▶ WORK TO DO
Copy out the lines below word for word, keeping them the same.

▶ RECORDS
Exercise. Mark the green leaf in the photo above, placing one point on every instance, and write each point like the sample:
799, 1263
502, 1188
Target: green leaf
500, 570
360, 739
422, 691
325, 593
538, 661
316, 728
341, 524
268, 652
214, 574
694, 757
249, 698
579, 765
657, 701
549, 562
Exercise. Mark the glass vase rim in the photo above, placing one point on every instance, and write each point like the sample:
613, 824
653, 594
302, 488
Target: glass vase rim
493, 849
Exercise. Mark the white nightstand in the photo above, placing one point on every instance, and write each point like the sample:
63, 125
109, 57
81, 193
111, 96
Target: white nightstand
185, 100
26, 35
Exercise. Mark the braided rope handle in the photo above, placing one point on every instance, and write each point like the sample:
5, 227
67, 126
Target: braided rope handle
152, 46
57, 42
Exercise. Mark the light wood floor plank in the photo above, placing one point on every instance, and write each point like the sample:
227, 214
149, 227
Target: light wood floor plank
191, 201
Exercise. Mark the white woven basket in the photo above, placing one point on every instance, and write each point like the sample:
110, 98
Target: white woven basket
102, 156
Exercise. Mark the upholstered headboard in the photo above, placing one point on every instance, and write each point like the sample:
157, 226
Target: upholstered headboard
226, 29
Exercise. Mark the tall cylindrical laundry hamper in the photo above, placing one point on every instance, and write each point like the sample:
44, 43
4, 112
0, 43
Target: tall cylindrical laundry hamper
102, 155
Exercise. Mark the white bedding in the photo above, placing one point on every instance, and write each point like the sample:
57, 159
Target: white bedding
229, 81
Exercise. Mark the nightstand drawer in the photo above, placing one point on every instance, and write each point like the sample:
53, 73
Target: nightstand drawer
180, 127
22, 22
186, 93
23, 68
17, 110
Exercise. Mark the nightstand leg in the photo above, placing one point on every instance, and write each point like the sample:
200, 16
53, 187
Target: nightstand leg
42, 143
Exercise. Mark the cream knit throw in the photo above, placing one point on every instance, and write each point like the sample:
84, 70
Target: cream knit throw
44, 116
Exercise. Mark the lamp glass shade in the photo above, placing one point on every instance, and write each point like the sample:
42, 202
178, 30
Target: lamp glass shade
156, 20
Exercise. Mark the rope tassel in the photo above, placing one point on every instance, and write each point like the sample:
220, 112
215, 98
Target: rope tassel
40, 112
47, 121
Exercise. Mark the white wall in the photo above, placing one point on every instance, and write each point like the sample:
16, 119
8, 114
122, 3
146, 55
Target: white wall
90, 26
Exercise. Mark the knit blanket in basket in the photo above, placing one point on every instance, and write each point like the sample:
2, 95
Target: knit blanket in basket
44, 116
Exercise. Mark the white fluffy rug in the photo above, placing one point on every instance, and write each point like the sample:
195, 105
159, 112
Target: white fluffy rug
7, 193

▶ FINAL RESULT
Exercise. Mark the green leaf in the photo above, placing one point on every instance, and write each point like the sample:
799, 1263
502, 1188
Target: green leaf
500, 570
360, 739
422, 691
325, 593
538, 661
316, 728
341, 524
268, 652
214, 574
694, 757
249, 698
579, 765
657, 701
549, 562
Exercise. Mark the glass vase rim in the photo above, placing one point on every instance, and write each point like the sample:
613, 824
653, 594
302, 488
Target: glass vase rim
493, 849
Exercise. Mark the white nightstand in the photo above, placing one point on every instance, and write each point like the sample:
63, 125
109, 57
81, 193
111, 96
Target: white nightstand
185, 100
26, 35
Exercise. Mark the braided rope handle in the photo above, placing one point on every instance, and write each point like the sample:
5, 227
67, 126
Target: braided rope handle
152, 46
57, 42
Exercise. Mark the light wood floor plank in the photo above, placing one point on every instance, and write each point like the sample:
227, 214
149, 227
Target: light wood floor plank
191, 201
Exercise. Mark the white woven basket in the photo above, placing one point on every instance, and write each point like the sample:
110, 98
Target: white woven basket
102, 156
Exercise. Mark the upholstered headboard in the photo above, placing one point on every instance, and write each point like the sample:
157, 226
Target: upholstered headboard
226, 29
Exercise. Mark the tall cylindrical laundry hamper in the photo above, placing one point on every instance, and write each point like the sample:
44, 43
4, 112
0, 43
Target: tall cylindrical laundry hamper
102, 155
Exercise. Mark the white bedding in the photo above, placing one point on every instance, and write each point like the sample:
57, 159
Target: white bedding
229, 81
Exercise. Mark the nightstand drawer in the photo above, placing one point on every instance, and write each point like the sample:
53, 73
Target: nightstand drawer
180, 127
22, 22
186, 93
23, 68
17, 110
Exercise. Mark the nightstand leg in the photo above, placing one point on every instance, and write each point like the sample:
200, 16
53, 187
Target: nightstand leg
42, 143
Exercise. Mark the cream knit throw in the photo above, placing one point on every instance, and write each point like the sample:
84, 70
Target: cream knit throw
44, 116
Exercise. Mark the lamp glass shade in the photo above, placing one point on every instance, and write each point like the sample:
42, 202
178, 30
Target: lamp glass shade
156, 20
Exercise. Mark the rope tassel in the photo above, placing one point on every instance, and write each point like the sample:
220, 112
215, 98
Target: rope tassel
40, 112
47, 121
Exercise. Mark the white wall in the photo above, placing one point on every instance, and write each point like the sample:
16, 119
8, 114
122, 3
146, 55
Target: white wall
90, 26
Exercise. Mark the knit blanket in basket in the photo above, placing one point on every instance, and write each point like the sample:
2, 95
Target: knit blanket in basket
44, 116
Exercise. Mark the white fluffy rug in the photo above, placing one point on every instance, and write each point like the sample:
195, 105
159, 112
Target: white fluffy rug
7, 193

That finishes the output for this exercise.